◆ Extrait du texte ◆
De façon générale, on peut affirmer que les principes qui ont été appliqués en vertu des lois sur les droits de la personne s’appliquent également à l’examen des questions de discrimination au sens du par. 15(1). Il faut cependant tenir compte de certaines distinctions qui découlent de la différence entre la Charte et les lois sur les droits de la personne. D’abord, la discrimination dont il est question au par. 15(1) est restreinte à celle qui découle de l’application de la loi alors que les lois sur les droits de la personne s’appliquent aussi aux activités de nature privée. De plus, et il s’agit d’une distinction plus importante, toutes les lois sur les droits de la personne adoptées au Canada spécifient un certain nombre restreint de motifs prohibés de discrimination. Il n’en est pas de même au par. 15(1) de la Charte. Les motifs énumérés au par. 15(1) ne sont pas exclusifs et les restrictions, le cas échéant, que la jurisprudence pourra apporter aux motifs de discrimination ne sont pas encore précisées. Les motifs énumérés traduisent cependant les pratiques de discrimination les plus courantes, les plus classiques et vraisemblablement les plus destructrices socialement, et ils doivent, selon le par. 15(1), recevoir une attention particulière. Les motifs énumérés eux-mêmes et les autres motifs possibles de discrimination reconnus au par. 15(1) doivent, dans les deux cas, recevoir une interprétation large et libérale de manière à refléter le fait qu’il s’agit de dispositions constitutionnelles qu’il n’est pas facile d’abroger ou de modifier, mais qui visent à fournir un « cadre permanent à l’exercice légitime de l’autorité gouvernementale » et, par la même occasion, à « la protection constante » des droits à l’égalité.

Par conséquent, lorsque l’on détermine si une caractéristique peut être considérée comme un motif analogue pour les fins du paragraphe 15(1), la Cour peut se reporter aux lois sur les droits de la personne au Canada, mais elle ne devrait pas limiter les motifs possibles à ceux qui sont énumérés dans ces lois.

L’état matrimonial fait partie des motifs illicites de discrimination dans les lois sur les droits de la personne des dix provinces et des deux territoires, ainsi que dans la Loi canadienne sur les droits de la personne [L.R.C. (1985), ch. H-6]. De plus, l’état matrimonial a été reconnu comme un motif analogue dans l’affaire Re MacVicar and Superintendent of Family & Child Services et al. (1986), 34 D.L.R. (4th) 488 (C.S.C.-B.), aux pages 498 et 499 où Madame le juge Huddart s’est appuyée, en partie, sur le passage suivant, extrait d’un rapport du Comité parlementaire sur les droits à l’égalité, intitulé « Égalité pour tous » :

Selon nous, il convient de lire l’article 15 de la Charte dans le contexte de l’évolution historique du statut juridique de la femme mariée en se rappelant que, au niveau tant national qu’international, il est généralement admis que l’État se doit de protéger la cellule conjugale et, bien souvent, la famille. En conséquence, bien que ni l’état matrimonial ni la situation de famille ne soient expressément énoncés dans la liste des motifs de discrimination illicite figurant à l’article 15, on peut affirmer qu’ils sont implicitement couverts par cet article de la Charte.

◆ Relevé de données ◆
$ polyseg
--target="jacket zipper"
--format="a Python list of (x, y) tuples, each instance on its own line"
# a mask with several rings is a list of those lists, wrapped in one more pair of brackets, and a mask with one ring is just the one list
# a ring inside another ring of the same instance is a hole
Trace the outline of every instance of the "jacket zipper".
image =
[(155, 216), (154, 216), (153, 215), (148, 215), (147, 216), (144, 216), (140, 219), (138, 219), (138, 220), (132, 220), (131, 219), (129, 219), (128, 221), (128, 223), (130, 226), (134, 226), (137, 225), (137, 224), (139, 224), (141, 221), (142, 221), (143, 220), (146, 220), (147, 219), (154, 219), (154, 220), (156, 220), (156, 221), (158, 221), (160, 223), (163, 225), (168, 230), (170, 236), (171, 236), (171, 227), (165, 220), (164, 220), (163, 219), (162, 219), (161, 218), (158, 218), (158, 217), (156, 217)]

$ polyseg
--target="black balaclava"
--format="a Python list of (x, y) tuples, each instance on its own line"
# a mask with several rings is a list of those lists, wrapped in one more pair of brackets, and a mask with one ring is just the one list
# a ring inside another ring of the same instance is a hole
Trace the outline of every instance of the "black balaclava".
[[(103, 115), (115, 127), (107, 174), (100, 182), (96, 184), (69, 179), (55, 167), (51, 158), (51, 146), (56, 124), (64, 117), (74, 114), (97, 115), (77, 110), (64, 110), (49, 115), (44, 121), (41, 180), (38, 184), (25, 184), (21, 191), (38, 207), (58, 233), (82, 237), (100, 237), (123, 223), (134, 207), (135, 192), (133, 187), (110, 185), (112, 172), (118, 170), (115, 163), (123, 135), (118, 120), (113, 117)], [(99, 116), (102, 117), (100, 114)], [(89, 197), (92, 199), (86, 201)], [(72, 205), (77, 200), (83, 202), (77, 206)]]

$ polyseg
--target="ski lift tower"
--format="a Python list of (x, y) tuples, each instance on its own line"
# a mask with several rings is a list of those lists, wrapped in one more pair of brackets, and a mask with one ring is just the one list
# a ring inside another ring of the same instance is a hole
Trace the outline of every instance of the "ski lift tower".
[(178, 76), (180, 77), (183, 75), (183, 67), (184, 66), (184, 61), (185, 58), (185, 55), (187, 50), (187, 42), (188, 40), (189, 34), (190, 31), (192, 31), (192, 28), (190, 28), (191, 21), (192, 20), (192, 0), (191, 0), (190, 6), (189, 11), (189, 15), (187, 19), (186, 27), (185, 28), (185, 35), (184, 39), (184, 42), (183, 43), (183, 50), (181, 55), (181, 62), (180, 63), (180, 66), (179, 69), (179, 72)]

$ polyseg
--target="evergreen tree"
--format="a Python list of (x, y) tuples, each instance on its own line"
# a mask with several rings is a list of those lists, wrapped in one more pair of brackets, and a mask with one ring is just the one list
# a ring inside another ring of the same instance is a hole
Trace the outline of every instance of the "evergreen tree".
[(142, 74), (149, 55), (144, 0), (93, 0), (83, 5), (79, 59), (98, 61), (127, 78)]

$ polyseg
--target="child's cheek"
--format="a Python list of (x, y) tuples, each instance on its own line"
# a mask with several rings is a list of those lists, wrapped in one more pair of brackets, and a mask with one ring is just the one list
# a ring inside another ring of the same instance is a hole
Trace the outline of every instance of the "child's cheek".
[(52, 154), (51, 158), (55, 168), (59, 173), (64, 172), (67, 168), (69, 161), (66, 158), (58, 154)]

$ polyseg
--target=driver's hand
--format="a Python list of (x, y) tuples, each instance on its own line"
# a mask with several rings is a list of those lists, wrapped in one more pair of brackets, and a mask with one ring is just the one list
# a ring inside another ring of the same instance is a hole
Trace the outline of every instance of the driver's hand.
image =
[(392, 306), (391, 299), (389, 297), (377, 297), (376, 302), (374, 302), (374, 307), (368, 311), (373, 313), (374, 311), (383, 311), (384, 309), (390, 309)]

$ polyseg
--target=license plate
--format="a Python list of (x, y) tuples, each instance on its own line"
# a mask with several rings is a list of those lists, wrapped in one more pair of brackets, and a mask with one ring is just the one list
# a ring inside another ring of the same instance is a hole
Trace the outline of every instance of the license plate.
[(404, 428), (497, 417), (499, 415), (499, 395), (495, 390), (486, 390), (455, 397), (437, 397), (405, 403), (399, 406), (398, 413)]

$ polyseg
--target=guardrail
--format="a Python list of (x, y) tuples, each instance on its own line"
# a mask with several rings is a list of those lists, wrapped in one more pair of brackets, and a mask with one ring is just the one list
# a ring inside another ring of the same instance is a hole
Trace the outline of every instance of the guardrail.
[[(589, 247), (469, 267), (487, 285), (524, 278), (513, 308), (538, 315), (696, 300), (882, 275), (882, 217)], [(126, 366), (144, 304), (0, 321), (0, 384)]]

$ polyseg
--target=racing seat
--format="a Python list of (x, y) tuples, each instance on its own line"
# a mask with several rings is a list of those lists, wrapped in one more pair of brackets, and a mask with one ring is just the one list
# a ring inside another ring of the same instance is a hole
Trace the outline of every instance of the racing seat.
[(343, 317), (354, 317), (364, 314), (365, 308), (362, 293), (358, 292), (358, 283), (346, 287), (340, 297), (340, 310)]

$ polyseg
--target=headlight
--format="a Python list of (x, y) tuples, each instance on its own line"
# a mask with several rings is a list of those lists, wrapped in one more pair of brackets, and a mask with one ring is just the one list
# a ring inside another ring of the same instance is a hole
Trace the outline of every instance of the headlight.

◆ À réaliser ◆
[1] Reprenez le passage de l'extrait commençant par « Par conséquent, lorsque » et se terminant par « dans ces lois. », en remplaçant « caractéristique » par « particularité ».
[2] D'après l'extrait, les lois sur les droits de la personne de combien de provinces et de territoires rangent-elles l'état matrimonial parmi les motifs illicites de discrimination ?
Les enregistrements proviennent d'une autre source.

◆ Réponses complètes ◆
[1]
Par conséquent, lorsque l’on détermine si une particularité peut être considérée comme un motif analogue pour les fins du paragraphe 15(1), la Cour peut se reporter aux lois sur les droits de la personne au Canada, mais elle ne devrait pas limiter les motifs possibles à ceux qui sont énumérés dans ces lois.

[2] Celles de dix provinces et de deux territoires.